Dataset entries
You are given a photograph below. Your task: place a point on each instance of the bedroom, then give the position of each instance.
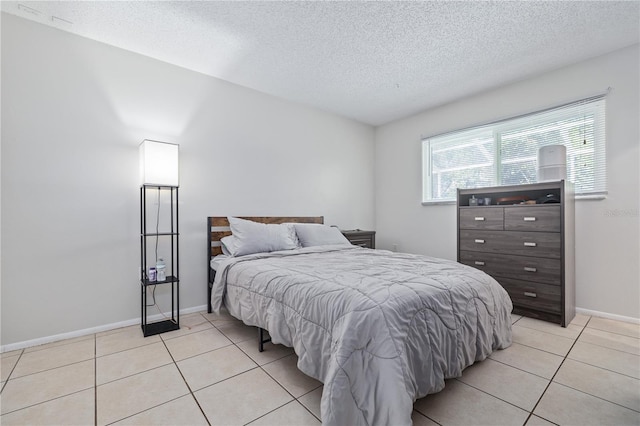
(70, 185)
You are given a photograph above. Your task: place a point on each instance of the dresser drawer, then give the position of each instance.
(537, 244)
(525, 268)
(538, 218)
(543, 297)
(482, 218)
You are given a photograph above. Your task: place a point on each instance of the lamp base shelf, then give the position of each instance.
(159, 327)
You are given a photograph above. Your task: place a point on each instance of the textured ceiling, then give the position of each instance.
(371, 61)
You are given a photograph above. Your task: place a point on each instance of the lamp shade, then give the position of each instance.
(159, 163)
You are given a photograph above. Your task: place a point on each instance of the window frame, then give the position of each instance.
(498, 128)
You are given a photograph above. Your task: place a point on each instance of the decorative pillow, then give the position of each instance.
(253, 237)
(311, 234)
(228, 245)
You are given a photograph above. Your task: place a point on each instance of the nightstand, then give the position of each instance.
(361, 238)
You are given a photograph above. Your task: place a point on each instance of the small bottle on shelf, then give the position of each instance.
(160, 270)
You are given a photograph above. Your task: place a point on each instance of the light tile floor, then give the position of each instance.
(210, 372)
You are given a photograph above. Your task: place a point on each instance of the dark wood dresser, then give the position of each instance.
(361, 238)
(528, 248)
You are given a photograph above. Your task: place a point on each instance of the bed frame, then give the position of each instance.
(218, 228)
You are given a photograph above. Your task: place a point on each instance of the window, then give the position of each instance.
(505, 152)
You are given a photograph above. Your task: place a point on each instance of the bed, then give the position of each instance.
(379, 329)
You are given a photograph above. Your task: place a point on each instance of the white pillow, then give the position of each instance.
(311, 234)
(228, 245)
(253, 237)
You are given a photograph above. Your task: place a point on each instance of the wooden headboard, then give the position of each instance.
(218, 228)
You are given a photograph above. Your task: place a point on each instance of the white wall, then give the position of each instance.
(73, 114)
(607, 231)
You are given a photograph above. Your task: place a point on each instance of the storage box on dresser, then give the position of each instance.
(527, 248)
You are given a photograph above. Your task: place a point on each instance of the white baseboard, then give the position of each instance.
(113, 326)
(84, 332)
(607, 315)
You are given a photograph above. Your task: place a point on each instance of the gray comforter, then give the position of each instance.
(379, 329)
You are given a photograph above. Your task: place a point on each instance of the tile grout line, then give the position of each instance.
(12, 370)
(556, 373)
(185, 380)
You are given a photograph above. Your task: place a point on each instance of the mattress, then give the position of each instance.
(379, 329)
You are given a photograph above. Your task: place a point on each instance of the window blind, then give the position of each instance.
(505, 152)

**Requirements:**
Can you quote exactly the lines from the one containing "line, then give the position of each instance." through the last line of the records above, and nothing else?

**Finished exercise:**
You are given a photograph above. Your task: place a point on each instance of the tile grout line, then give the position of each instance.
(12, 370)
(556, 373)
(185, 380)
You are given a photograph above. Your task: place a point on each instance of the mattress, then give the position of each instance.
(379, 329)
You are given a photograph above. Your task: place a point on each instance of the window blind, then give the position of each instance.
(505, 152)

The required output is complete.